** Texto proporcionado **
El solitario del desierto
Una temporada
en los cañones
Edward Abbey
Siempre me han interesado
los personajes o personas que huyen de la civilización y acuden a la
naturaleza: las montañas, los mares o los desiertos, para así aprender más de
sí mismos, y mejor si dejan un testimonio de sus experiencias. Y digo
personajes por recordar ahora mismo la excelente película de Sidney Pollack Las
aventuras de Jeremías Johnson de 1.972 sobre la que en su momento reflexioné
sobre ella y escribí al respecto. En ella, el personaje principal interpretado
por Robert Reford huía a las montañas, en busca de una nueva vida y lo único
que sabíamos de él, era que venía de una guerra y no quería volver a vivir en
una ciudad.

** Consigna breve A **
Contesta según el texto sobre El solitario del desierto:
(i) ¿A qué lugares de la naturaleza acuden los personajes que huyen de la civilización?
(ii) ¿Quién dirigió la película que recuerda el autor?
(iii) ¿Qué era lo único que se sabía del personaje principal de esa película?
** Consigna breve B **
Reanuda el texto sobre El solitario del desierto a partir de su última oración.

** Listado aportado **
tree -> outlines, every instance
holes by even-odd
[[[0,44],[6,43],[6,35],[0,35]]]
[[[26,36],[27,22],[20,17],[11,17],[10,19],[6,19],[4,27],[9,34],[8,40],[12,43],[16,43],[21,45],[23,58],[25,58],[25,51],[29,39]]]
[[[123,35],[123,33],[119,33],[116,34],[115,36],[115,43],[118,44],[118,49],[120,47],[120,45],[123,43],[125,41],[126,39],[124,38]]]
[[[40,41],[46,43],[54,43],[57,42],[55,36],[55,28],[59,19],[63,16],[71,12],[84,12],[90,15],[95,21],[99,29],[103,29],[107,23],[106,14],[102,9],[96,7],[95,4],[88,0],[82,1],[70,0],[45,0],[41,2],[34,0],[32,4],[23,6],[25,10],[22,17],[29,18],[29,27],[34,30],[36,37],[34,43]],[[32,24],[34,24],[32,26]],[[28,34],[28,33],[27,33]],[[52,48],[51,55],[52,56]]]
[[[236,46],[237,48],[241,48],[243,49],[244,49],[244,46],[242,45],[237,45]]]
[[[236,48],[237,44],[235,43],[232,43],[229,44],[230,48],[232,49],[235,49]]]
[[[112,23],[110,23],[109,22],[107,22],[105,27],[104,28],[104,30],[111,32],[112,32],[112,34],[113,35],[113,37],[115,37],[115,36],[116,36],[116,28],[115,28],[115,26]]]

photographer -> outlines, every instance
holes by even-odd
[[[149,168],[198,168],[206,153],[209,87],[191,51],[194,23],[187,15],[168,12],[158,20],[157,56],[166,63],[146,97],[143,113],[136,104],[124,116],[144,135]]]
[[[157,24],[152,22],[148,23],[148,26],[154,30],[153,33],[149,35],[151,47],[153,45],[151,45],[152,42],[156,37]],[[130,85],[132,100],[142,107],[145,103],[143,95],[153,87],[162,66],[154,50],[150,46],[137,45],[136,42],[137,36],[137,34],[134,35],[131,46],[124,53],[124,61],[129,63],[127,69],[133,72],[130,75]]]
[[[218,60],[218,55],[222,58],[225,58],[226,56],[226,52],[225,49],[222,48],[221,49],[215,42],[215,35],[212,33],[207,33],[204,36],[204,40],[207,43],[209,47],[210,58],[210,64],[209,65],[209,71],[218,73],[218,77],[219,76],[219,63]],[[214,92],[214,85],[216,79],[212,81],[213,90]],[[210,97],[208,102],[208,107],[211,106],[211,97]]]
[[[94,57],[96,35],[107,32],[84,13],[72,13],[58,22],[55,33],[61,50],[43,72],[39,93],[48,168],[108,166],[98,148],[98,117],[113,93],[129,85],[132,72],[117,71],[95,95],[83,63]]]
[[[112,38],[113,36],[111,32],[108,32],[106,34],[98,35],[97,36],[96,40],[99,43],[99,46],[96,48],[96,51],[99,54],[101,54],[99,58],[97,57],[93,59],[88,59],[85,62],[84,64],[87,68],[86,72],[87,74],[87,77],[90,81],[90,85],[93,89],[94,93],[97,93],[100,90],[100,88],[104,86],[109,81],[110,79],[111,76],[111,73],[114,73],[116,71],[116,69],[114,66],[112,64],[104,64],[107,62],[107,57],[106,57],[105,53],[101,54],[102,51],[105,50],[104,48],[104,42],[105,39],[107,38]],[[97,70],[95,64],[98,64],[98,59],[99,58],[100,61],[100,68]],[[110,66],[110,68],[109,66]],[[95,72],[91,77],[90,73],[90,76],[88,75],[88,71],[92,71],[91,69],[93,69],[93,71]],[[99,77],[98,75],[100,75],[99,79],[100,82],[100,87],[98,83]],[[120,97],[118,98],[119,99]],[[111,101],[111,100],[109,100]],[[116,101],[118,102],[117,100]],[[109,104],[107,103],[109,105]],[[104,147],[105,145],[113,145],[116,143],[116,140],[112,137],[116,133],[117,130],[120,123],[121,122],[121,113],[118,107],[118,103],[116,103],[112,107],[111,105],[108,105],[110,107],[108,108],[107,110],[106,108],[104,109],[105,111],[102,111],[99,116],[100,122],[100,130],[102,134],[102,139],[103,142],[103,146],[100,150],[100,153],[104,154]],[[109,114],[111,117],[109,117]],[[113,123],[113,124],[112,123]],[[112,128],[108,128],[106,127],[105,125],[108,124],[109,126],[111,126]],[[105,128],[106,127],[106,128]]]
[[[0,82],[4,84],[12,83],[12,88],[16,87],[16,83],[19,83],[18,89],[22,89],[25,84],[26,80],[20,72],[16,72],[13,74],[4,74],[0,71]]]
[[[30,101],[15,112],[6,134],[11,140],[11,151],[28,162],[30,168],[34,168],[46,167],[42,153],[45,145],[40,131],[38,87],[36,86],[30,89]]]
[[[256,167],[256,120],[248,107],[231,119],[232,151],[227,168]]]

** Respuesta escrita A **
(i) A las montañas, los mares o los desiertos.
(ii) Sidney Pollack.
(iii) Que venía de una guerra y no quería volver a vivir en una ciudad.

** Respuesta escrita B **
Pues bien, al comenzar a leer
este libro: El solitario del desierto, con subtítulo – una temporada en los
cañones-, es bastante inevitable el que se active todo el gran imaginario que
poseemos de las películas del oeste o de vaqueros; la majestuosidad de los
paisajes semidesérticos y el desierto, pues la narración se desarrolla en el
Gran Cañón del Colorado, en la esquina donde confluyen los estados de Wyoming,
Utah y Colorado, y es que el autor trabaja como guarda del servicio nacional de
parques en el Monumento Nacional de los Arcos ( 1.956-1.957) que llevará a repetir la experiencia en los
parques nacionales de Casa Grande (1.958-1.959), Canyonlands (1.965) Everglandes (1.965- 1.966), Lees Ferry (
1.967) y Araviapa (1.972-1.974).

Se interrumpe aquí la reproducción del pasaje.